▶ [Request]
Reproduce the part of the engine teardown account below word for word, starting with "Ian dismantling the" and going on through "the header tank.".

— start of Selected excerpt —

With the trip to Knockhill just six days away, I really had no option other than taking the engine out on Monday, and getting it over to Ian Howell at Area Six for a tear down on Monday evening. At 10:30am after running an inconclusive compression test, I started to take the car apart to allow the engine to be removed, and I finished by about 4pm, and loaded the engine in to the van.

I got to Ian's for around 7:00pm, and 45 minutes later the head was off and we could see the tops of the piston and the cylinder liners. There was no obvious damage, nothing to indicate a head gasket failure. So the plan was for Ian to disassemble the engine, get the block and the head skimmed, and hone the cylinders, and rebuild the engine, in 48 hours with new bearings, and new standard injectors. So I left him to it.

Ian dismantling the engine at Area-Six HQ

Looking through the data from the runs on Sunday, there was nothing untoward aside from a spike in water temperature on the first timed run, when I'd come back to the paddock and there was steam coming out of the engine cover. So maybe it was just bad luck that the core plug had failed?

On Tuesday, while the engine was away, I ordered engine oil from Opie Oils, an oil filter from Halfords, a set of ARP Flywheel bolts and Ford COPS from SBD, and I bought 4 litres of antifreeze from Halfords, plus a length of 5mm water hose for the header tank.

— end of Selected excerpt —
— start of Material shown —

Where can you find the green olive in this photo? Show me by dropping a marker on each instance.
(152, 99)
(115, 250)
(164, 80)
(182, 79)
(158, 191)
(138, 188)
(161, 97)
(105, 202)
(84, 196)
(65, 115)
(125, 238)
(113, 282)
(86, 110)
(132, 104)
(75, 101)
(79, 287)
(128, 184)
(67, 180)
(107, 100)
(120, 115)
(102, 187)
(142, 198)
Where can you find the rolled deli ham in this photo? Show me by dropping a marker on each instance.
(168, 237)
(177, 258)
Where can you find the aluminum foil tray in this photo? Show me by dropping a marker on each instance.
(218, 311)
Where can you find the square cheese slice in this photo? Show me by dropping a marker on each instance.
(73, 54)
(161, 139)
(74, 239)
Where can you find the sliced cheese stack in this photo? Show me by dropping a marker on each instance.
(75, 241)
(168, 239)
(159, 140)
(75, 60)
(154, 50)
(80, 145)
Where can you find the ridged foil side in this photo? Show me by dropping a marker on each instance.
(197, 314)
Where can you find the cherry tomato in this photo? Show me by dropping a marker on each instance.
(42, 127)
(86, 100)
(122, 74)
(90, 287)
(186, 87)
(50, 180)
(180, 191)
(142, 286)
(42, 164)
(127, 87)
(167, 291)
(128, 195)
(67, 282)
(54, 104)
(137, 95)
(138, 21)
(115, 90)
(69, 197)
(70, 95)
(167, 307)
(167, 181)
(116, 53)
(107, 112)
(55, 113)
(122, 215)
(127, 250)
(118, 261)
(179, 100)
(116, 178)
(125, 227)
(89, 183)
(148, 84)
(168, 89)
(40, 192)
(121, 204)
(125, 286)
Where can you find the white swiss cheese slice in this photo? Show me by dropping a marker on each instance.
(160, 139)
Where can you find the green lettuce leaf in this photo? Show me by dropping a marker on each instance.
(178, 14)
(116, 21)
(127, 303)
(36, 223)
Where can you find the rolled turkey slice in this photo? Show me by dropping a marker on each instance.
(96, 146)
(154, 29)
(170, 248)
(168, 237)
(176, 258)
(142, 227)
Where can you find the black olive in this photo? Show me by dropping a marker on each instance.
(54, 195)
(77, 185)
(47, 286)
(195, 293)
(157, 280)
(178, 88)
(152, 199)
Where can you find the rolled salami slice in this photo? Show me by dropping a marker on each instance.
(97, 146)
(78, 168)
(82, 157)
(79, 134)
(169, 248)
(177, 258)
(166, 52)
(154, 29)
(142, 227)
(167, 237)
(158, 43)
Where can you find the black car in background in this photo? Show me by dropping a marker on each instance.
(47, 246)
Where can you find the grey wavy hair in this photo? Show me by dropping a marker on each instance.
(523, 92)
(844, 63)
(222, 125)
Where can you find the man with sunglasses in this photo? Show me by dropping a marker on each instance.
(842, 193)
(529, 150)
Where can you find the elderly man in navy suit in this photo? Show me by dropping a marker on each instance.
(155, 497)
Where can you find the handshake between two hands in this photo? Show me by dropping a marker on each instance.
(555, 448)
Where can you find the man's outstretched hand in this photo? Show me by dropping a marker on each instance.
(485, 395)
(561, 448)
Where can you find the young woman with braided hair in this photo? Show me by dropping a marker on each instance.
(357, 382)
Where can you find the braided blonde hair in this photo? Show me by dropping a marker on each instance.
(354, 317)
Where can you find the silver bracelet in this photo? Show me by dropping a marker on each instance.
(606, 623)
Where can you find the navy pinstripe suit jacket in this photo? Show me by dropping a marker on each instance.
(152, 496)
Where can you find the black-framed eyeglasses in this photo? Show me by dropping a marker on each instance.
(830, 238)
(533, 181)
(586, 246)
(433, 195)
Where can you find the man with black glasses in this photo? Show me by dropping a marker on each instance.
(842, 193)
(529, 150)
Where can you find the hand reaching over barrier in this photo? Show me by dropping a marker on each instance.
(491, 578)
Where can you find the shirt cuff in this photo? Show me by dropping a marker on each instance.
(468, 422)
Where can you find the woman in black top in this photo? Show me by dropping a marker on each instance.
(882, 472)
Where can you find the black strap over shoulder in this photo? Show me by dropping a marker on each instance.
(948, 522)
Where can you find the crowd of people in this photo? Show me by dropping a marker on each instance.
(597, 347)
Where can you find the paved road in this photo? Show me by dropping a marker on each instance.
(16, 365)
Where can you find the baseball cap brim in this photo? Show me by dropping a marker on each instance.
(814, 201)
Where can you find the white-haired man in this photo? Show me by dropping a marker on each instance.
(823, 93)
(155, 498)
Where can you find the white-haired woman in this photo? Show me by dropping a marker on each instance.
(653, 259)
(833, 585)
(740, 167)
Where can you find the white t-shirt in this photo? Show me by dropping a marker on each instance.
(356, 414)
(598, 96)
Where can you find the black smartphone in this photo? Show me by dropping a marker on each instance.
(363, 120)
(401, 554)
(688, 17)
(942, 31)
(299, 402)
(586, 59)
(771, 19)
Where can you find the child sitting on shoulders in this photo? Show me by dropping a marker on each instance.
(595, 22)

— end of Material shown —

▶ [Exercise answer]
Ian dismantling the engine at Area-Six HQ

Looking through the data from the runs on Sunday, there was nothing untoward aside from a spike in water temperature on the first timed run, when I'd come back to the paddock and there was steam coming out of the engine cover. So maybe it was just bad luck that the core plug had failed?

On Tuesday, while the engine was away, I ordered engine oil from Opie Oils, an oil filter from Halfords, a set of ARP Flywheel bolts and Ford COPS from SBD, and I bought 4 litres of antifreeze from Halfords, plus a length of 5mm water hose for the header tank.